Osserva la Corte di Cassazione che parallelamente l’art. 445-bis ha individuato ipotesi di ricorso alla procedura per ATP omogenee rispetto a quelle per le quali il procedimento di accertamento sanitario è attribuito ormai integralmente all’Inps, in seguito agli interventi legislativi sopra richiamati. Il richiamo all’art. 10 comma 6-bis, del D.L. 203/2005 da parte dell’art. 445-bis conferma che l’Inps è parte necessaria del procedimento in esame.

Occorre inoltre rilevare che l’accertamento sanitario omologato ai sensi del comma 5 dell’art. 445-bis viene notificato agli enti competenti che, compiute le necessarie verifiche, provvedono al pagamento della prestazione; al riguardo, la S.C. con le sentenze n. 6010, 6084 e 6085 del 2014 aveva già avuto modo di affermare che “il procedimento per atp ha il fine di accertare la sussistenza delle condizioni sanitarie legittimanti la pretesa che si intende far valere, accertamento che a norma del comma 5 in caso di mancata contestazione diviene immodificabile ed è opponibile agli enti competenti per il beneficio richiesto”.

L’accertamento sanitario compiuto all’esito del giudizio ex art. 445-bis c.p.c., qualora divenuto definitivo per effetto del decreto di omologa, è dunque vincolante anche nei confronti del soggetto competente per l’erogazione, che dovrà limitarsi all’accertamento degli eventuali ulteriori requisiti socio-economici.

Il giudizio di opposizione ex art. 445-bis, sesto comma, c.p.c. deve pertanto seguire le medesime regole fissate per il giudizio di accertamento tecnico preventivo, dovendo, quindi, il giudice limitarsi all’accertamento della sussistenza del solo requisito sanitario astrattamente idoneo al riconoscimento della prestazione richiesta senza estendere la propria cognizione anche all’accertamento del diritto del ricorrente all’ottenimento della prestazione medesima, essendo tale diritto subordinato all’accertamento di ulteriori requisiti, la cui verifica deve essere effettuata dai competenti organi in sede amministrativa.

▬▬▬▬▬▬▬▬▬▬

DA FARE:
a) Quali sentenze della Corte di Cassazione del 2014 cita il testo in esame?
b) Come si può riscrivere in forma più breve il paragrafo del testo in esame che inizia con "Il giudizio di opposizione ex art. 445-bis", conservandone i fatti principali?
c) Le seguenti affermazioni concordano con il testo in esame?
(i) L'Inps è parte necessaria del procedimento.
(ii) Il soggetto competente per l'erogazione può rimettere in discussione l'accertamento sanitario divenuto definitivo.
(iii) Nel giudizio di opposizione il giudice accerta anche il diritto del ricorrente alla prestazione.

RECORD FORNITI:

▬▬▬▬▬▬▬▬▬▬

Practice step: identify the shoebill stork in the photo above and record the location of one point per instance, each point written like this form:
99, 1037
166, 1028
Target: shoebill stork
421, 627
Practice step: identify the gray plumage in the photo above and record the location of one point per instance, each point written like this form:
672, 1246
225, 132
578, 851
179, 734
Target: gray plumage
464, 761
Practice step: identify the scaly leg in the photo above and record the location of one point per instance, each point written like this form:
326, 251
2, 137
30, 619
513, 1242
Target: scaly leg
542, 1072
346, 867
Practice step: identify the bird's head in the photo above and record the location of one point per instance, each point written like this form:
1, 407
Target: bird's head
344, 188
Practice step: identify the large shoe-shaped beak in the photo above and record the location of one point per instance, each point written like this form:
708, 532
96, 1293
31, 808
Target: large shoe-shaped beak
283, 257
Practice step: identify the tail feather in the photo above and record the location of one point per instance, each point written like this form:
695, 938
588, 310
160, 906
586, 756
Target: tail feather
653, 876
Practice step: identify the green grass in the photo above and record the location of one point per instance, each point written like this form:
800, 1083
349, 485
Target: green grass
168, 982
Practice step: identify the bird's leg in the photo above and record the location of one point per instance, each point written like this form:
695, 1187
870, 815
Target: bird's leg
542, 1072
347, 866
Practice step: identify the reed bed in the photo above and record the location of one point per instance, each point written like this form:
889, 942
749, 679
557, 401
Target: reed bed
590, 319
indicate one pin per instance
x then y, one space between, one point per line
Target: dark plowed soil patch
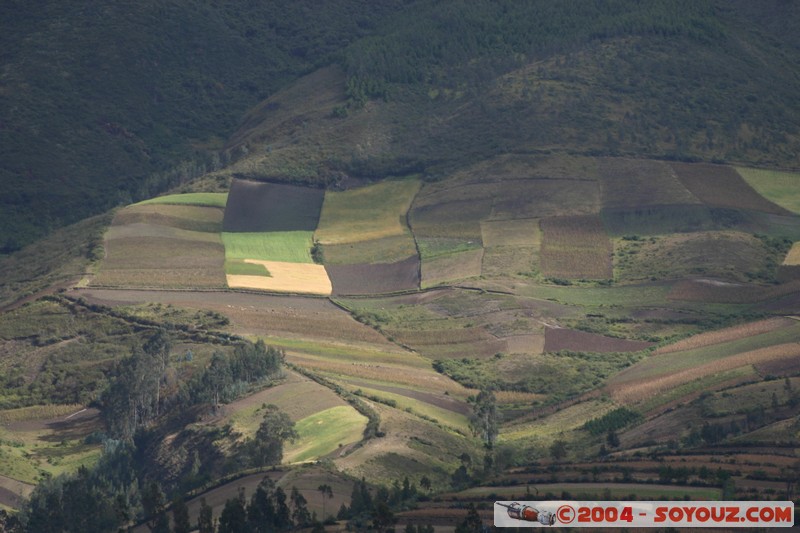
722 186
375 278
556 339
255 207
779 367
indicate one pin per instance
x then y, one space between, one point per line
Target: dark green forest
107 102
111 103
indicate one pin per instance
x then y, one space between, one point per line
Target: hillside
451 251
112 103
673 81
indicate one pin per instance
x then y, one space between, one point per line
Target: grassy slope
205 199
782 188
288 246
367 213
111 103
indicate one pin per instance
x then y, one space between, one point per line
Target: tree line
145 385
143 391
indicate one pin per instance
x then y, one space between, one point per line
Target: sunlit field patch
284 277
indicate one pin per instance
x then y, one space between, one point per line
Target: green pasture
564 420
188 217
433 247
782 188
28 455
419 407
285 246
205 199
366 213
618 491
325 432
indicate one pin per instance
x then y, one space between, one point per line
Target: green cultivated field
385 250
366 213
325 432
238 267
286 246
782 188
206 199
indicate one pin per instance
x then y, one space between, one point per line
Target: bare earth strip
727 334
556 339
642 389
636 183
380 278
286 277
269 315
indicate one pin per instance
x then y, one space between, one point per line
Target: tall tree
300 515
205 521
180 516
485 417
472 523
275 429
154 504
217 377
283 518
327 492
261 511
233 518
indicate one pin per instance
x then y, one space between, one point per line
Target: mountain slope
100 104
688 81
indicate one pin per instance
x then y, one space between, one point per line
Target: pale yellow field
286 277
793 257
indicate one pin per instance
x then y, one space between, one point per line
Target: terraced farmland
575 248
368 213
636 183
722 186
167 244
266 207
781 188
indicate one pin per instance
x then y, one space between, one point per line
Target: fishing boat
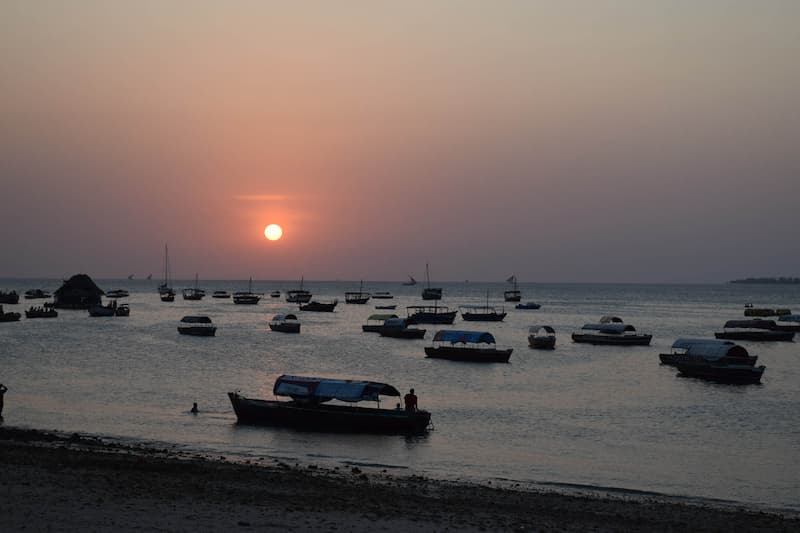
430 314
611 330
298 296
692 350
357 297
10 297
198 326
513 295
246 298
45 311
542 337
287 323
320 307
309 409
375 322
9 316
471 346
430 293
754 330
397 328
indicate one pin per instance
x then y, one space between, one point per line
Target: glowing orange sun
273 232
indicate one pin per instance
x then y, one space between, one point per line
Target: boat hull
330 418
620 340
472 355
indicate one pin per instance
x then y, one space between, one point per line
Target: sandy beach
75 482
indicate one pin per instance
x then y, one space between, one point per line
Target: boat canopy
381 317
453 336
711 349
323 389
196 320
610 327
754 324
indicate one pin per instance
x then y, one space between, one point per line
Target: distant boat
430 293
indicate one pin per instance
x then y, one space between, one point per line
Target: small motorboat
542 337
287 323
320 307
309 408
199 326
467 346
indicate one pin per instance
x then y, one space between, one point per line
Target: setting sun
273 232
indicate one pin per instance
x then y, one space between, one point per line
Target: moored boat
467 346
309 408
199 326
542 337
287 323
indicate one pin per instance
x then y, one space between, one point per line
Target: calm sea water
584 415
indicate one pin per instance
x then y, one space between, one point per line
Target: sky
603 141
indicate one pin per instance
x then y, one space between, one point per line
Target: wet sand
83 483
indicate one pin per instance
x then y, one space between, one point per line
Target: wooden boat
611 330
199 326
33 294
430 293
467 346
513 295
287 323
382 295
542 337
320 307
246 298
397 328
357 297
46 311
298 296
10 316
695 350
425 314
375 322
309 409
754 330
10 297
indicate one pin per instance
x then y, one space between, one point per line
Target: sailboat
430 293
298 296
164 290
513 295
194 293
249 297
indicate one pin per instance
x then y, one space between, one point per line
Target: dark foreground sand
73 483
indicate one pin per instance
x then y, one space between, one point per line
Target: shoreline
74 482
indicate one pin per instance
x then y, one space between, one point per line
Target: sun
273 232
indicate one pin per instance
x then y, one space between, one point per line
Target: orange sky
602 141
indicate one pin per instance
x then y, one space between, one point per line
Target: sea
604 418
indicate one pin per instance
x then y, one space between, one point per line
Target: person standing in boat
411 401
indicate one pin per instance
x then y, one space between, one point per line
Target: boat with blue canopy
472 346
309 408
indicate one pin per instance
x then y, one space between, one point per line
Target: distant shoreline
83 482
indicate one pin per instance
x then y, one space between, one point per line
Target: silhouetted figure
3 390
411 401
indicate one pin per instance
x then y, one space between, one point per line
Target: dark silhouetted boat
287 323
309 409
542 337
320 307
754 330
199 326
470 346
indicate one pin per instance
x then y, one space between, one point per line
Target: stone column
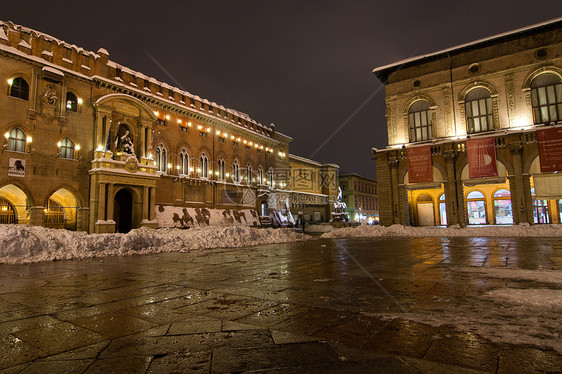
101 203
394 163
82 216
451 201
36 215
151 205
110 203
516 185
145 207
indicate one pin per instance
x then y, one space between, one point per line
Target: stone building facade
359 193
92 145
497 102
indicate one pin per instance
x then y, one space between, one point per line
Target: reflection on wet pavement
404 305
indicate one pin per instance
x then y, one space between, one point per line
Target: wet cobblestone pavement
328 306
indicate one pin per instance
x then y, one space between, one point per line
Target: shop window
66 147
248 174
19 88
236 171
502 207
16 140
419 121
161 158
260 175
442 210
221 169
546 98
71 102
183 162
478 109
7 212
476 208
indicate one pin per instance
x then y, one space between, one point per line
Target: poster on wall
482 157
16 167
419 164
550 149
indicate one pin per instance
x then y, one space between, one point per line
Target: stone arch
20 199
113 100
415 98
477 84
535 73
64 212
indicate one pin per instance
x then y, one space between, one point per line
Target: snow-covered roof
110 63
382 72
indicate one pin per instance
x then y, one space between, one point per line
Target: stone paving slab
288 308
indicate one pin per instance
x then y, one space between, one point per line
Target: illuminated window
66 148
546 98
16 140
502 207
478 109
183 162
203 166
260 175
248 174
71 102
476 208
419 121
221 169
19 88
161 158
442 210
236 171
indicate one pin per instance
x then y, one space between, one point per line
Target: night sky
304 65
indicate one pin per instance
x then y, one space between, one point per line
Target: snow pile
318 228
505 314
522 230
25 244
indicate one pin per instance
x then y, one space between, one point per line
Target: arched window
71 102
419 120
546 98
476 208
203 166
270 181
183 162
502 207
442 210
161 158
235 172
19 88
249 174
478 109
66 147
220 167
260 175
16 140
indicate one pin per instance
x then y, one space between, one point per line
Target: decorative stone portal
122 186
123 211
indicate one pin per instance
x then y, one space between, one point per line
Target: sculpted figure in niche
127 144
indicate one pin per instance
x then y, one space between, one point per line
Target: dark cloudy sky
304 65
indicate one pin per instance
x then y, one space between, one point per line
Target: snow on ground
25 244
513 315
524 230
318 228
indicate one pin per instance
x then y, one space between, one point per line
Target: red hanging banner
550 149
481 157
419 164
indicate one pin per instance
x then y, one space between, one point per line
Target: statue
127 144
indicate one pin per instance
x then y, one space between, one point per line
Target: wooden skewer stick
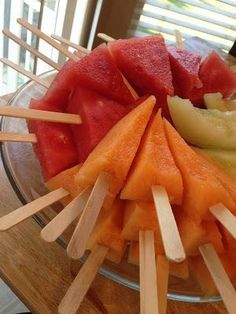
31 49
219 276
105 37
24 72
78 289
170 235
43 115
79 239
59 224
16 137
10 220
48 39
223 215
71 44
162 265
147 273
179 39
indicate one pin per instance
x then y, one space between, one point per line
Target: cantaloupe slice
228 182
115 153
153 165
141 216
202 276
201 188
65 179
107 232
194 234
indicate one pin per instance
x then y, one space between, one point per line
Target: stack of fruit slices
131 155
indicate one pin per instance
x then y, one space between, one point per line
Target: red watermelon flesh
145 63
215 76
55 148
98 113
96 71
185 67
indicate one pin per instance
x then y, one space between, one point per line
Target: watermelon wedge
55 147
184 67
145 63
96 71
98 113
215 76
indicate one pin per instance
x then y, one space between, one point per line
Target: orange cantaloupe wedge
227 181
65 179
201 188
116 151
153 165
107 231
141 216
200 273
194 234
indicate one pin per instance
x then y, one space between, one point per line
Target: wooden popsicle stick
147 273
219 276
179 39
78 289
224 216
79 239
48 39
10 220
71 44
43 115
105 37
59 224
172 243
17 137
162 266
31 49
24 72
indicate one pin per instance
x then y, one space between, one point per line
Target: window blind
213 21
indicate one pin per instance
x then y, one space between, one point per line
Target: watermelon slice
201 188
55 147
96 71
153 165
184 67
145 63
98 114
115 153
215 76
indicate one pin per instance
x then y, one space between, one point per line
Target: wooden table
39 273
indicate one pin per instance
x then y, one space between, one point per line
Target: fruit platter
137 169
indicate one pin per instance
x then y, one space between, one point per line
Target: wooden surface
40 273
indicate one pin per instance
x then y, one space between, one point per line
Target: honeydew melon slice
208 128
216 101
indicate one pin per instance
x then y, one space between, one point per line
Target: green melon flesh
216 101
207 128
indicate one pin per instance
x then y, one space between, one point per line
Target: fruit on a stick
184 67
216 101
107 232
203 127
115 153
98 113
197 179
216 76
145 64
55 147
153 165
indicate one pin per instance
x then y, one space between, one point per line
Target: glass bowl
24 173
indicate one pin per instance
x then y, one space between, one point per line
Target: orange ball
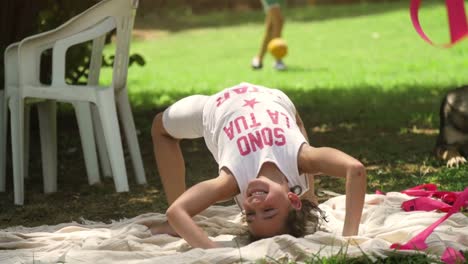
278 48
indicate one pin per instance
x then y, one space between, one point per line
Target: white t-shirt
247 125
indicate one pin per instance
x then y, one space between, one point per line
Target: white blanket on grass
125 241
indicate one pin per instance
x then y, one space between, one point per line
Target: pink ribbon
456 17
451 256
418 242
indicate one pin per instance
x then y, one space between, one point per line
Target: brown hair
305 220
302 221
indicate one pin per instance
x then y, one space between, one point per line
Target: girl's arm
195 200
310 194
333 162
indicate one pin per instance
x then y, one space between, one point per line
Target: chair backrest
123 13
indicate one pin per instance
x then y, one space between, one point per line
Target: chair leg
108 114
101 143
47 112
128 124
27 133
88 143
17 144
3 135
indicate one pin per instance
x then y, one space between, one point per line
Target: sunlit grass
346 47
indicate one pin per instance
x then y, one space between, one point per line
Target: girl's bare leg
169 160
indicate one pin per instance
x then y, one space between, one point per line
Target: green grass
352 68
341 48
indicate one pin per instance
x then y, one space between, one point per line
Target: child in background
274 22
260 144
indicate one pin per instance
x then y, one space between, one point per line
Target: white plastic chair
95 106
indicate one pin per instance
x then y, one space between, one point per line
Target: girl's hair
300 222
305 220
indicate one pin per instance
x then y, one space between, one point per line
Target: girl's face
267 204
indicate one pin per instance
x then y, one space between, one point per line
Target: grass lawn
361 77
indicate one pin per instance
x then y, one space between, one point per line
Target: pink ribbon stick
456 17
418 242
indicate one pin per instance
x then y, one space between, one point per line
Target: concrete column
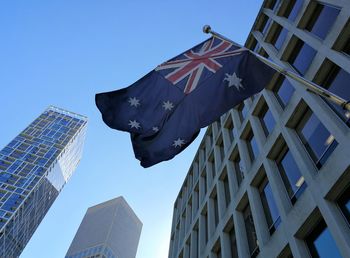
194 244
280 194
262 231
225 245
241 236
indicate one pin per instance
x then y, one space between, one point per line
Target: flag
165 110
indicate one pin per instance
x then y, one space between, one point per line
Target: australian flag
165 110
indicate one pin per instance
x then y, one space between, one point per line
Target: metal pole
310 86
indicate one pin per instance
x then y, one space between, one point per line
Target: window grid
236 134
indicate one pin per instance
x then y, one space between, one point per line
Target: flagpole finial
206 29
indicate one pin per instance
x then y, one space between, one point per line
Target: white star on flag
178 143
134 124
167 105
234 80
134 102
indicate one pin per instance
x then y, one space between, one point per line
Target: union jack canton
194 66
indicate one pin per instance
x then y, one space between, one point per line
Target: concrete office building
272 177
34 167
109 230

▬▬▬▬▬▬▬▬▬▬

RISPOSTE NUMERATE:
a) Le sentenze n. 6010, 6084 e 6085 del 2014.

b) Il giudizio di opposizione ex art. 445-bis, sesto comma, c.p.c. segue le stesse regole dell'accertamento tecnico preventivo. Il giudice accerta quindi solo il requisito sanitario idoneo alla prestazione richiesta, non il diritto del ricorrente a ottenerla. Quel diritto dipende da ulteriori requisiti, che verificano gli organi competenti in sede amministrativa.

c)
(i) Sì: "conferma che l’Inps è parte necessaria del procedimento in esame".
(ii) No: "è dunque vincolante anche nei confronti del soggetto competente per l’erogazione, che dovrà limitarsi all’accertamento degli eventuali ulteriori requisiti socio-economici".
(iii) No: "senza estendere la propria cognizione anche all’accertamento del diritto del ricorrente all’ottenimento della prestazione medesima".